• [Texto da página]:
:::::

Enquanto Kiev diz estar a redesenhar a sua estratégia militar por culpa das informações secretas que revelam planos dos Estados Unidos e da NATO para a Ucrânia, os analistas militares russos avisam que esta fuga pode ser uma manobra do Ocidente para baralhar os comandantes do Kremlin. O FBI já está a investigar, mas ainda não se sabe quem pôs a circular todo este material secreto, algum classificado mesmo como “ultrassecreto”

Ukrainian Ppresidential Ppress SER/Reuters

A Ucrânia já alterou parte da sua estratégia militar no seguimento da divulgação de alguns documentos com origem no Pentágono, que apareceram na internet recentemente, e que parecem mostrar as prioridades dos Estados Unidos e da NATO em várias áreas, incluindo na defesa da Ucrânia.

Fonte próxima do Presidente ucraniano, Volodymyr Zelensky, disse à CNN que esta divulgação, ainda sem origem conhecida, está a ser levada a sério em Kiev e por isso mesmo há planos para redesenhar o que foi previamente traçado e discutido com os parceiros ocidentais.

A autenticidade dos documentos ainda não está confirmada, mas “parecem reais”, disse uma fonte próxima da investigação à CNN. O FBI já está a tentar entender como é que as páginas com informação secreta, alguma classificada como ultrassecreta pelos serviços de informações da Defesa norte-americana, foram parar à internet, nas últimas semanas.

O Presidente da Ucrânia dirigindo-se ao Congresso dos Estados Unidos
J. Scott Applewhite/Getty Images

Os Estados Unidos não estão a desvalorizar o caso, até porque não existem provas de que a maioria da informação tenha sido fabricada ou adulterada em programas de edição de imagem e texto, apesar de essa ser uma das linhas de investigação que o FBI está a explorar, escreve o “New York Times”. Uma parte pode ter sido alvo dessas técnicas de edição, mas a maioria não.

Algumas das páginas que estão agora a circular têm a inscrição “só pode ser visto por oficiais norte-americanos” o que leva a crer que a informação tenha sido colocada a circular por alguém próximo do Pentágono. A tese de que tenha sido obra de um grupo de hackers parece estar afastada. A informação está disponível na internet há mais de um mês, no site dedicado à discussão do jogo “Minecraft”, o “Discord”, mas ninguém foi alertado para tal, até que, esta semana, algumas fotografias apareceram na plataforma “4chan”, um fórum da internet popular entre extremistas.

“O Departamento de Defesa continua a rever e a avaliar a validade dos documentos fotografados que estão a circular e que parecem conter material sensível e altamente secreto”, disse, este domingo, a vice-secretária de imprensa do Pentágono, Sabrina Singh, acrescentado que há um esforço “interagências” a ser feito, para melhor avaliar o impacto que esses documentos “podem ter na segurança nacional dos EUA" e na de aliados e parceiros dos norte-americanos.

:::::

• [Entradas em bruto]:
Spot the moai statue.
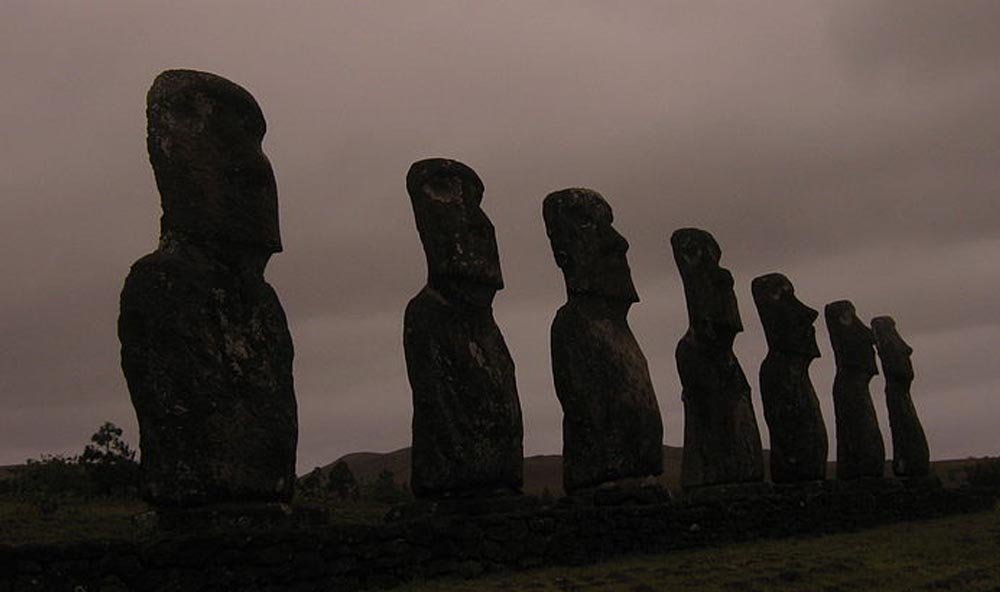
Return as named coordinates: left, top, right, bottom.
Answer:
left=750, top=273, right=829, bottom=483
left=824, top=300, right=885, bottom=480
left=403, top=158, right=523, bottom=498
left=872, top=317, right=931, bottom=477
left=118, top=70, right=298, bottom=507
left=670, top=228, right=764, bottom=488
left=542, top=189, right=663, bottom=493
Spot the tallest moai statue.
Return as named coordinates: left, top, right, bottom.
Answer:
left=670, top=228, right=764, bottom=487
left=403, top=158, right=523, bottom=498
left=118, top=70, right=298, bottom=506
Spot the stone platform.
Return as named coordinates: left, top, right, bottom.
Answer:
left=0, top=480, right=997, bottom=592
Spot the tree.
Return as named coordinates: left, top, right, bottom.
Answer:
left=296, top=467, right=323, bottom=498
left=79, top=421, right=139, bottom=497
left=365, top=469, right=410, bottom=504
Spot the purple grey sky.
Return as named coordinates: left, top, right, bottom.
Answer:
left=0, top=0, right=1000, bottom=470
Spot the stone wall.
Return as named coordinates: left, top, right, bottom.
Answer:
left=0, top=482, right=996, bottom=592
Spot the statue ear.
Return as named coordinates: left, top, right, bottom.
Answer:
left=553, top=249, right=570, bottom=269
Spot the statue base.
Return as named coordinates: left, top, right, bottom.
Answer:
left=684, top=481, right=774, bottom=504
left=383, top=493, right=541, bottom=522
left=559, top=477, right=671, bottom=506
left=132, top=502, right=328, bottom=538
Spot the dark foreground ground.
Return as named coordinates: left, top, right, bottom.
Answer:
left=396, top=511, right=1000, bottom=592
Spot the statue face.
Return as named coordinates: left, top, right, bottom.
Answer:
left=872, top=317, right=913, bottom=380
left=406, top=158, right=503, bottom=300
left=542, top=189, right=639, bottom=304
left=146, top=70, right=281, bottom=254
left=751, top=273, right=820, bottom=359
left=824, top=300, right=878, bottom=376
left=670, top=228, right=743, bottom=346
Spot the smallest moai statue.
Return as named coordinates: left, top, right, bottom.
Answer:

:::::

• [O que fazer]:
A. Segundo o texto sobre a fuga de documentos do Pentágono, em que site a informação esteve disponível durante mais de um mês sem ninguém ser alertado?
B. Prossegue o texto sobre a fuga de documentos do Pentágono, escrevendo o que vem a seguir à sua última frase.
As entradas não fazem falta para nenhuma destas tarefas.

• [Respostas por tarefa]:
A. No Discord, um site dedicado à discussão do jogo Minecraft.

B.
O espectro da informação divulgada é amplo. Vai desde a revelação de detalhes sobre as operações, em África, do Grupo Wagner, os mercenários russos que são uma grande parte da força militar que neste momento combate pelo Kremlin na Ucrânia; passa pelas discussões e planos de Israel para fornecer ajuda militar à Ucrânia e pelas alegadas ligações dos Emirados Árabes Unidos à Rússia, e chega ainda mais longe, à Coreia do Sul que terá dúvidas sobre se deve ou não enviar munições para Kiev.

Além destas informações, há ainda as muitas páginas sobre a Ucrânia, o foco atual da atenção da NATO. Os documentos revelam falhas e fraquezas no arsenal militar ucraniano, nas suas defesas antiaéreas, no número de homens disponíveis para fortalecer os batalhões e, no geral, na preparação de Kiev para uma guerra longa, isto num momento crucial da guerra, quando se fala de uma grande contraofensiva de primavera contra as posições russas. Os documentos não parecem conter planos de batalha específicos, mas detalham os planos secretos americanos para fortalecer as forças armadas ucranianas antes dessa antecipada reviravolta.

Sem um fornecimento em massa de mais munições, mostram os documentos, o sistema de defesa aérea que manteve o poderio da força aérea russa sob controle neste primeiro ano de guerra pode entrar em colapso, uma informação que pode ser útil ao Kremlin, à espera do melhor momento para lançar os seus caças e mudar o curso da guerra.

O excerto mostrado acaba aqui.